Region labeling items
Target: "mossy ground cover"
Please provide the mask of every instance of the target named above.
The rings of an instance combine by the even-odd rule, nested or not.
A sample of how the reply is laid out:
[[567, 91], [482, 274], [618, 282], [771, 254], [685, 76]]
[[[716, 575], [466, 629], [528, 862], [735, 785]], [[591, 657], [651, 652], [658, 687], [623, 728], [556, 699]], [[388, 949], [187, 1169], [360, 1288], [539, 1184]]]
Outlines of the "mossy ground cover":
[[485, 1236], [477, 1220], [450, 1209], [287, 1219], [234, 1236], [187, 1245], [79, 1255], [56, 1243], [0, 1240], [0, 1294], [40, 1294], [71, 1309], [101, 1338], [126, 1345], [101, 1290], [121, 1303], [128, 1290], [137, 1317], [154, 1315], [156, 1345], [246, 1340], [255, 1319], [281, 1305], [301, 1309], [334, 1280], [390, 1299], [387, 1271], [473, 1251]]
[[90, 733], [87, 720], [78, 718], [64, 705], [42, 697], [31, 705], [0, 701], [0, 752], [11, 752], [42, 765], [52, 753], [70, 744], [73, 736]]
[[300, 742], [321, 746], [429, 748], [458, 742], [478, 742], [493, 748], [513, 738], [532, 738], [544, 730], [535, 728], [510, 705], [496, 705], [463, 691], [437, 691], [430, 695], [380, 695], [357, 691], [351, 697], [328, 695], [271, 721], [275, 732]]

What to produce:
Pull out every line in the rows above that contains the word "instance".

Result:
Please provide the mask of every instance of the target named above.
The rings of an instance combine by the even-odd rule, nested or not.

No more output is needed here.